_KUTIPAN YANG DIBERIKAN_
=-=-=-=-=

Status Facebook


Hari itu adalah sebuah hari yang masuk dalam daftar nama-nama hari. Ya, itu adalah hari Minggu. Hari di mana orang-orang sibuk dengan sebegitu santai. Seperti jalan-jalan santai, berbelanja di mal dengan santai dan bermacam santai lainnya yang dianggap santai.

Karena terinspirasi dengan kesantaian kebanyakan orang di hari itu, saya pun ikutan seperti mereka. Tiduran di atas kasur sembari memainkan hp, itu terbilang santai.

Di sana, di dalam hp, facebook saya buka. Setelah dibuka, tidak saya tutup lagi, karena keperluan saya akan membukanya belum tertunaikan. Waktu itu saya ingin menanyakan kepada Tantri tentang sebuah buku antologi esai IAD karangan orang-orang kelasnya. (IAD akronim dari Ilmu Alamiah Dasar)

Saya mulai menulis nama ‘tantri’ pada kolom pencarian di sana, di Facebook. Setelah saya menekan ikon pencarian, eh, kenapa malah masuk ke beranda. Tapi tidak mengapa, saya harus belajar bersabar. Kemudian saya kembali melanjutkan ekspedisi itu. Dan saya dapati dia, si yang bernama Tantri itu, Tantri Asfahani.

“Tri, buku IAD teh gimana? Jadinya bagus enggak?” saya menulis pesan kepada Tantri.

Setelah selesai menunaikan kepentingan, saya simpan hp, entah di mana lupa lagi soalnya. Oh iya, di simpan di rumah saya. Dan saya tiduran di kamar. Hingga akhirnya tidak tertidur juga karena memainkan laptop.

Sekitar dua jam berlalu, itu saya melihat hp. Karena saya melihatnya, ya sudah saya mainkan lagi hp itu. Dan buka lagi Facebook.

“Lara Sati dan 2 lainnya mengomentari kiriman anda,” kata Facebook. Itu ketika saya baru membukanya dan melihat beranda terdapat tulisan seperti itu, “Lara Sati dan 2 lainnya mengomentari kiriman anda.” Padahal enggak perlu saya tulis lagi. Itu sudah ada di atas.

Saya merasa heran dengan perkataan Facebook itu. Perasaan saya enggak pernah nulis status di Facebook.

Saya coba buka itu pemberitahuan dari si Facebook. Setelah saya buka, ‘tantri’, itu kata pertama yang saya baca. Kenapa? Karena itu kiriman atau status saya tersebut.

“Ini mah ada yang hack!” kata saya dalam jiwa.

Ternyata dalam Facebook juga ada setannya. Maka sering-seringlah berdo’a dalam Facebook, supaya malaikat penjaga Facebook dapat mencatatnya dan lalu menertawakannya.

Namun setelah sekian detik, oh ya, oh, oh, oh saya tidak ingat atau saya lupa. Sewaktu saya menuliskan kata ‘tantri’ dalam kolom pencarian teman, mungkin saya tidak sadar telah menulisnya dalam kolom “Apa yang sedang anda pikirkan?” atau kolom status. Duh!

=-=-=-=-=

_CUPLIKAN BARIS_
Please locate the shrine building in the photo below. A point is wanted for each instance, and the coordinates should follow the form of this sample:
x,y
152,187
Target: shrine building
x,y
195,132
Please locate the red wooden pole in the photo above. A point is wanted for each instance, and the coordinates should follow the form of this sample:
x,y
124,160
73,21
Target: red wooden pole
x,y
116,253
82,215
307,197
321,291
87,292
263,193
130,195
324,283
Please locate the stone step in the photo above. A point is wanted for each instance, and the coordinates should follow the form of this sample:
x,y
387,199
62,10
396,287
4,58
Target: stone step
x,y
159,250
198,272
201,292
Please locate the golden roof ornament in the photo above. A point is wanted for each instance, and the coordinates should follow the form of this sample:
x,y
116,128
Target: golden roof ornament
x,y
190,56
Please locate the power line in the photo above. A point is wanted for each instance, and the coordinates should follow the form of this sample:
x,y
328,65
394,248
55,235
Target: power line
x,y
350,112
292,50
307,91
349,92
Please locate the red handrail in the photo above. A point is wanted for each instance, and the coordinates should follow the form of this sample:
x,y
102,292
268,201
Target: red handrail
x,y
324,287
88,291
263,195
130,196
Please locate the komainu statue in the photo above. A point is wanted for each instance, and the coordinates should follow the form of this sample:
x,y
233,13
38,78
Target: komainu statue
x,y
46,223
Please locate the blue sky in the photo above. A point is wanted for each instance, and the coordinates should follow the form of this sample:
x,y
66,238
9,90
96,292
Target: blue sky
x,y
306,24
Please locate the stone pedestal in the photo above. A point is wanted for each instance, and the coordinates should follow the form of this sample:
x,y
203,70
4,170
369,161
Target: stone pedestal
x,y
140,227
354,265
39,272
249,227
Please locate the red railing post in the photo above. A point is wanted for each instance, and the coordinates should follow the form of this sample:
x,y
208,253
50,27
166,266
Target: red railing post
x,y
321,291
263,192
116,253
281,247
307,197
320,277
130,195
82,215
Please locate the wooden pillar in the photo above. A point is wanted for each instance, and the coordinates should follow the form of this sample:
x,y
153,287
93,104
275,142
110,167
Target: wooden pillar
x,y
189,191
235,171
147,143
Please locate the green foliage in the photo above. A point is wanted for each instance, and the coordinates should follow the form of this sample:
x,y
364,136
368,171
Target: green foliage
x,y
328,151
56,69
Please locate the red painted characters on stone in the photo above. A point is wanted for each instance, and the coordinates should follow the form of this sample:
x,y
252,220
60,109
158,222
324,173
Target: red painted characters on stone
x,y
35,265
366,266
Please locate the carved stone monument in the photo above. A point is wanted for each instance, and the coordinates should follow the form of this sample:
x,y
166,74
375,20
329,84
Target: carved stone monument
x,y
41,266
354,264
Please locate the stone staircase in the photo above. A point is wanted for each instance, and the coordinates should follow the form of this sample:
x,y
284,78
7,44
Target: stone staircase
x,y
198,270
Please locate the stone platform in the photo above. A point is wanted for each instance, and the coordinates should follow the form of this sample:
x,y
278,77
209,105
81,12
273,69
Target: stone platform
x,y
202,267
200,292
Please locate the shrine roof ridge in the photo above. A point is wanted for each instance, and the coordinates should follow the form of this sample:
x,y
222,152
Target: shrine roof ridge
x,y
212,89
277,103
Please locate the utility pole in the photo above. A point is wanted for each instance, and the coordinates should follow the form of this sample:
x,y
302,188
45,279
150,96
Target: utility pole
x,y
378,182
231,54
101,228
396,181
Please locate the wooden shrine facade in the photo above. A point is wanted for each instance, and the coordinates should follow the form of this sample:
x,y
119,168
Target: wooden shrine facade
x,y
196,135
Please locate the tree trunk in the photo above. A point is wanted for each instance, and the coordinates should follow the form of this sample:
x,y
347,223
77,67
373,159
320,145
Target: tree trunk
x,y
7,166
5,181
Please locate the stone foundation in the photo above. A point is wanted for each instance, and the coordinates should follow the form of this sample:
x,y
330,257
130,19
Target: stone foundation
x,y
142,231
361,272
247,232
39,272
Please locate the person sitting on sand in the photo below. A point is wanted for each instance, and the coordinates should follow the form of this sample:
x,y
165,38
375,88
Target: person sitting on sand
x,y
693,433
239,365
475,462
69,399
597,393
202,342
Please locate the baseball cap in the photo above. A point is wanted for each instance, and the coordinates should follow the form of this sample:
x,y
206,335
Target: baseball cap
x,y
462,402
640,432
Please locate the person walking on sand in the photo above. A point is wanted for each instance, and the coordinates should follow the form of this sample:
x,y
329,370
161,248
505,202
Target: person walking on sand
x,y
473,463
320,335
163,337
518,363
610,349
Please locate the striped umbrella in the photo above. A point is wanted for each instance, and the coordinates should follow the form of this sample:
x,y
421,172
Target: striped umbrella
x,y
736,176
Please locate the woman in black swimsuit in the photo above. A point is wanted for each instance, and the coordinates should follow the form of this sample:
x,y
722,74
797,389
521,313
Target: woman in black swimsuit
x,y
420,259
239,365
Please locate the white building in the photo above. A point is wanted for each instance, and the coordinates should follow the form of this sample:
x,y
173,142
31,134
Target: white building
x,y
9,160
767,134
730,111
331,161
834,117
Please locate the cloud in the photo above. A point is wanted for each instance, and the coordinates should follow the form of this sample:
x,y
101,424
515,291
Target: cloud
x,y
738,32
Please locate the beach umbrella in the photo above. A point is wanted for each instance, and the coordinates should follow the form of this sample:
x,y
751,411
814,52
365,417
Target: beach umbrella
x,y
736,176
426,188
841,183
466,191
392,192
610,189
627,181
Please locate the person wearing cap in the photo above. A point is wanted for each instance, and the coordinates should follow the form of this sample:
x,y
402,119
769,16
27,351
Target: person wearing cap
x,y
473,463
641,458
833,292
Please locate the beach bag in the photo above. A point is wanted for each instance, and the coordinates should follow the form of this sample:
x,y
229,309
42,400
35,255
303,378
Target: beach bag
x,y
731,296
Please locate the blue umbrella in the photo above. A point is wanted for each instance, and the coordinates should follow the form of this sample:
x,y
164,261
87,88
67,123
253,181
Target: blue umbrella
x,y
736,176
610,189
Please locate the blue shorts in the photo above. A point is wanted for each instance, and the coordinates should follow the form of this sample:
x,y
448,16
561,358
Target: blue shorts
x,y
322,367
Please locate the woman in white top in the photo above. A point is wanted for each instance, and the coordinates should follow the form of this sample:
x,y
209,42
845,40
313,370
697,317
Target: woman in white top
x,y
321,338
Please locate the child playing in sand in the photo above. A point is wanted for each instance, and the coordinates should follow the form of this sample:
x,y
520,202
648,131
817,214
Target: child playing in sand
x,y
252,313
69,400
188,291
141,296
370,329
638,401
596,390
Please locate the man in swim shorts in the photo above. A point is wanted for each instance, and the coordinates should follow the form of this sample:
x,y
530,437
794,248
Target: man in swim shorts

=-=-=-=-=

_PETUNJUK TUGAS_
1/ Dalam cerita tentang status Facebook, IAD itu singkatan dari apa?
2/ Lanjutkan cerita tentang status Facebook itu mulai dari kalimat terakhirnya.

_HASIL_
1/ Ilmu Alamiah Dasar.

2/
Kemudian saya lihat-lihat ke bawah. Bukan ke alam bawah sadar saya, tapi maksudnya ke bawah status yang tidak mengerti telah saya tulis itu. Oh, sudah ada yang memberi komentar. Adapaun komentar tersebut adalah yang sebagaimana terdapat di bawah ini. Sebentar! Komentar yang saya tulis di sini sudah saya alih bahasakan ke bahasa Indonesia dan sedikit saya edit. Lanjut:

Dira Lufita: “Curiga, euy,” sepertinya Dira curiga. (Euy: lah)

Falah Fauziah: “Sama dir curiga,” sepertinya Falah ikut-ikutan curiga.

Dira Lufita: “Siapa ya.. Kira2 bulah ?” Bulah itu maksudnya ibu Falah. Konon, katanya Falah itu seorang pengajar berjenis wanita. Makanya disebut ibu.

Falah Fauziah: “kaya nya nama orang deh dir.” Sebenarnya di situ ada gambar emotion, tapi saya enggak tahu harus nulis apa di sini. Soalnya enggak tahu emotion apa itu.

Dira Lufita: “ihhhh bulah mah L , jadi detektif yu bulah , suttt jangan bilang-bilang.” Saya jadi curiga sama Dira. Jangan bilang-bilang sama siapa sih? Itu kata saya dalam hati karena tulisan Dira itu agak membuat saya khawatir tentang kejiwaannya. (Mah= itu)

Falah Fauziah: “Haha.. Iihh bener yu ah yuu kita jadi detektif. Intinya mah tentang masalah seperti ini nih mencurigakan.” Saya enggak mengerti apa maksudnya bulah.

Lara Sati: “Cie cieee pada cemburu ya kalian hahaha.” Lara Sati itu bukan semacam hewan yang hampir punah. Tapi dia sejenis perempuan kaya gitu lah. Dia ikut-ikutan komentar.


Dira Lufita: “pokoknya mah masalah cinccaa bulah pakarnya wkwk , yu ahh , sutt jangan kasih tahu Nahi, wkwk.” Tuh kan, kondisi kejiwaannya semakin memprihatinkan.

Dira Lufita: “ehh ada kecemun laroo.” saya enggak tahu apa itu kecemun. Mungkin semacam gorengan.

Lara Sati: “Jangan kasih tahu sambil ngomongnya di komenan, agak kabetrik mungkin si diro hahaha.” Lara membela kekhawatiran saya. (kabetrik artinya: terjepret, semacam ungkapan kekhawatiran karena penyakit tidak waras seperti itu mungkin).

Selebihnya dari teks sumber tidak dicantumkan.